Text-to-region grounding data
------------------------------------------------
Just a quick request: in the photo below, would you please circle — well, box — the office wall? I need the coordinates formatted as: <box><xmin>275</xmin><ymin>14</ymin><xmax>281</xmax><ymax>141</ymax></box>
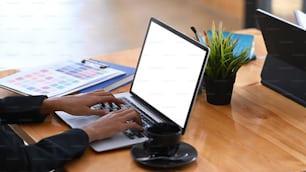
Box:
<box><xmin>200</xmin><ymin>0</ymin><xmax>244</xmax><ymax>21</ymax></box>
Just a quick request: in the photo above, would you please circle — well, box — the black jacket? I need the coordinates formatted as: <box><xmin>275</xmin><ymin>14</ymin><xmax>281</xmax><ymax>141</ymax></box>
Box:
<box><xmin>0</xmin><ymin>96</ymin><xmax>89</xmax><ymax>172</ymax></box>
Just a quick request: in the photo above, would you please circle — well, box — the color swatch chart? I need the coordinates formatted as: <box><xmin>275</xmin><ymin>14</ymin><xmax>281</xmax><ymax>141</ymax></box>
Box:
<box><xmin>0</xmin><ymin>60</ymin><xmax>124</xmax><ymax>97</ymax></box>
<box><xmin>55</xmin><ymin>63</ymin><xmax>109</xmax><ymax>80</ymax></box>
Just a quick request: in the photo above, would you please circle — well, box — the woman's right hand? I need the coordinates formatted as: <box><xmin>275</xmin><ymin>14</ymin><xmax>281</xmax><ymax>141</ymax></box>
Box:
<box><xmin>81</xmin><ymin>108</ymin><xmax>143</xmax><ymax>142</ymax></box>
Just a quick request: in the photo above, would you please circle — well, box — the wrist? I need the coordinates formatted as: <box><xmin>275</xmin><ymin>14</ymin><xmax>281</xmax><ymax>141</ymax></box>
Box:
<box><xmin>81</xmin><ymin>125</ymin><xmax>96</xmax><ymax>143</ymax></box>
<box><xmin>40</xmin><ymin>98</ymin><xmax>59</xmax><ymax>114</ymax></box>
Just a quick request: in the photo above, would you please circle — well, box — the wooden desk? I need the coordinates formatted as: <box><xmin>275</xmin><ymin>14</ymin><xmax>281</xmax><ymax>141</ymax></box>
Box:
<box><xmin>2</xmin><ymin>29</ymin><xmax>306</xmax><ymax>172</ymax></box>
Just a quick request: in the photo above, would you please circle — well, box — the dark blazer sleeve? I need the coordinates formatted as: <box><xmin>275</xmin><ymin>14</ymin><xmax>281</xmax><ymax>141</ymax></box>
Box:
<box><xmin>1</xmin><ymin>128</ymin><xmax>89</xmax><ymax>172</ymax></box>
<box><xmin>0</xmin><ymin>96</ymin><xmax>90</xmax><ymax>171</ymax></box>
<box><xmin>0</xmin><ymin>95</ymin><xmax>47</xmax><ymax>123</ymax></box>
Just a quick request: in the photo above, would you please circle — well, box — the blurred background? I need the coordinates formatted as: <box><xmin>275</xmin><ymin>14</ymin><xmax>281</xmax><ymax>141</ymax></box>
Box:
<box><xmin>0</xmin><ymin>0</ymin><xmax>304</xmax><ymax>69</ymax></box>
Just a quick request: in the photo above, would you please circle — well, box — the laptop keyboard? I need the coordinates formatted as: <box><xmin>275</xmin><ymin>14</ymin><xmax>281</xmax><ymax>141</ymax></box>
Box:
<box><xmin>121</xmin><ymin>97</ymin><xmax>156</xmax><ymax>127</ymax></box>
<box><xmin>91</xmin><ymin>98</ymin><xmax>155</xmax><ymax>139</ymax></box>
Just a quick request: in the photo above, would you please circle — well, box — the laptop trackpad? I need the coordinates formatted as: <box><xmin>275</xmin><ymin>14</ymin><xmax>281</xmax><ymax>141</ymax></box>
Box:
<box><xmin>90</xmin><ymin>133</ymin><xmax>148</xmax><ymax>152</ymax></box>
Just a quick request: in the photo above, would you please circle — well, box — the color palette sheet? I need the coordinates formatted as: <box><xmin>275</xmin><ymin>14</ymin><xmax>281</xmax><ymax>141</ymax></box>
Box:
<box><xmin>0</xmin><ymin>60</ymin><xmax>125</xmax><ymax>97</ymax></box>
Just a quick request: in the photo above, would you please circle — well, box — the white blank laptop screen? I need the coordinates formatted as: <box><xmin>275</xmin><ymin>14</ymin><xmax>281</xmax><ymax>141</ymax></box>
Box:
<box><xmin>131</xmin><ymin>22</ymin><xmax>208</xmax><ymax>128</ymax></box>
------------------------------------------------
# [Task prompt]
Transcribe all records verbatim and omit each image.

# [Response]
Just a quick request: in the photo below, would you please circle — well, box — the office wall? I need the coordinates formatted as: <box><xmin>275</xmin><ymin>14</ymin><xmax>281</xmax><ymax>141</ymax></box>
Box:
<box><xmin>200</xmin><ymin>0</ymin><xmax>244</xmax><ymax>21</ymax></box>
Just a quick request: in the photo above, would you please circle — well, box — the black jacket? I need the coordinates formatted as: <box><xmin>275</xmin><ymin>14</ymin><xmax>281</xmax><ymax>141</ymax></box>
Box:
<box><xmin>0</xmin><ymin>96</ymin><xmax>89</xmax><ymax>172</ymax></box>
Just a quick request: in the photo above, would you please circle — well, box — the color swatch chart? I need the coordinates formatted as: <box><xmin>275</xmin><ymin>14</ymin><xmax>281</xmax><ymax>141</ymax></box>
Box:
<box><xmin>0</xmin><ymin>60</ymin><xmax>124</xmax><ymax>97</ymax></box>
<box><xmin>55</xmin><ymin>63</ymin><xmax>109</xmax><ymax>80</ymax></box>
Just a quick request: in the photo above, would you please circle — well, box — the woman's right hand? I need the coordinates formatted as: <box><xmin>275</xmin><ymin>14</ymin><xmax>281</xmax><ymax>141</ymax></box>
Box:
<box><xmin>81</xmin><ymin>108</ymin><xmax>143</xmax><ymax>142</ymax></box>
Just a quick request: in the photo above, would you please circle — well, box — the wrist? I need the coordinates formatted as: <box><xmin>275</xmin><ymin>14</ymin><xmax>281</xmax><ymax>141</ymax></box>
Box:
<box><xmin>81</xmin><ymin>125</ymin><xmax>96</xmax><ymax>143</ymax></box>
<box><xmin>40</xmin><ymin>98</ymin><xmax>59</xmax><ymax>114</ymax></box>
Just a quick request: in the photo above, would you please circle — well, box — the wooden desk? I need the coordinates formatted as: <box><xmin>275</xmin><ymin>14</ymin><xmax>281</xmax><ymax>141</ymax></box>
Box:
<box><xmin>2</xmin><ymin>29</ymin><xmax>306</xmax><ymax>172</ymax></box>
Just a quick request: in the photo above, would you please circle — well, box — the dark blazer sleeve? I need the coordinates formatted as: <box><xmin>275</xmin><ymin>14</ymin><xmax>281</xmax><ymax>141</ymax></box>
Box:
<box><xmin>1</xmin><ymin>128</ymin><xmax>89</xmax><ymax>172</ymax></box>
<box><xmin>0</xmin><ymin>96</ymin><xmax>90</xmax><ymax>171</ymax></box>
<box><xmin>0</xmin><ymin>95</ymin><xmax>47</xmax><ymax>123</ymax></box>
Just a quick request: in the photo above, would you please circle — well, box — the blurred background? I need the coordinates formatted as: <box><xmin>275</xmin><ymin>14</ymin><xmax>281</xmax><ymax>141</ymax></box>
Box:
<box><xmin>0</xmin><ymin>0</ymin><xmax>304</xmax><ymax>69</ymax></box>
Just a quick request: in the photo above, would you please circle — well, box — the laptop keyboard? I need the coordinates formatted as: <box><xmin>275</xmin><ymin>14</ymin><xmax>281</xmax><ymax>141</ymax></box>
Box:
<box><xmin>121</xmin><ymin>97</ymin><xmax>156</xmax><ymax>127</ymax></box>
<box><xmin>91</xmin><ymin>98</ymin><xmax>155</xmax><ymax>139</ymax></box>
Just a quick request: in the photo above, would you please circle — well, box — the laptop trackpad? I need the coordinates formatted as: <box><xmin>275</xmin><ymin>14</ymin><xmax>281</xmax><ymax>141</ymax></box>
Box:
<box><xmin>90</xmin><ymin>133</ymin><xmax>148</xmax><ymax>152</ymax></box>
Just a quick request: in the photo above, would you please circle — well, box — the color palette sheet? I need the coordinates formatted as: <box><xmin>275</xmin><ymin>14</ymin><xmax>281</xmax><ymax>141</ymax></box>
Box:
<box><xmin>0</xmin><ymin>60</ymin><xmax>125</xmax><ymax>97</ymax></box>
Just a quick request: in the photo above, would you please circle — well, box — the white blank laptop screen? I need the coordinates formatted as: <box><xmin>275</xmin><ymin>14</ymin><xmax>281</xmax><ymax>141</ymax></box>
Box:
<box><xmin>131</xmin><ymin>22</ymin><xmax>208</xmax><ymax>128</ymax></box>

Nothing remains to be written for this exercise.